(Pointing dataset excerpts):
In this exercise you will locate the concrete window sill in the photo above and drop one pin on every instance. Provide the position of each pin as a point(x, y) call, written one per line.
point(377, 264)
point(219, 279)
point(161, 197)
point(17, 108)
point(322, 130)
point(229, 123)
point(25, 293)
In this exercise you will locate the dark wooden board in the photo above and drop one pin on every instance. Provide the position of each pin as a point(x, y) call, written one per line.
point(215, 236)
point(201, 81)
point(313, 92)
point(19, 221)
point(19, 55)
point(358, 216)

(Exercise details):
Reproduce every line above without error.

(Answer below):
In this exercise you will locate the concrete window sill in the photo above and drop one pin on every instance. Provide the position of each pin as a point(x, y) call, written one per line.
point(377, 264)
point(219, 279)
point(161, 197)
point(17, 108)
point(322, 130)
point(229, 123)
point(25, 293)
In this exercise you will locate the dark wooden board in the photo above and drop one pin on every instance. Provide the position of each pin as a point(x, y) call, written one per line.
point(215, 236)
point(201, 81)
point(313, 92)
point(19, 221)
point(19, 55)
point(358, 216)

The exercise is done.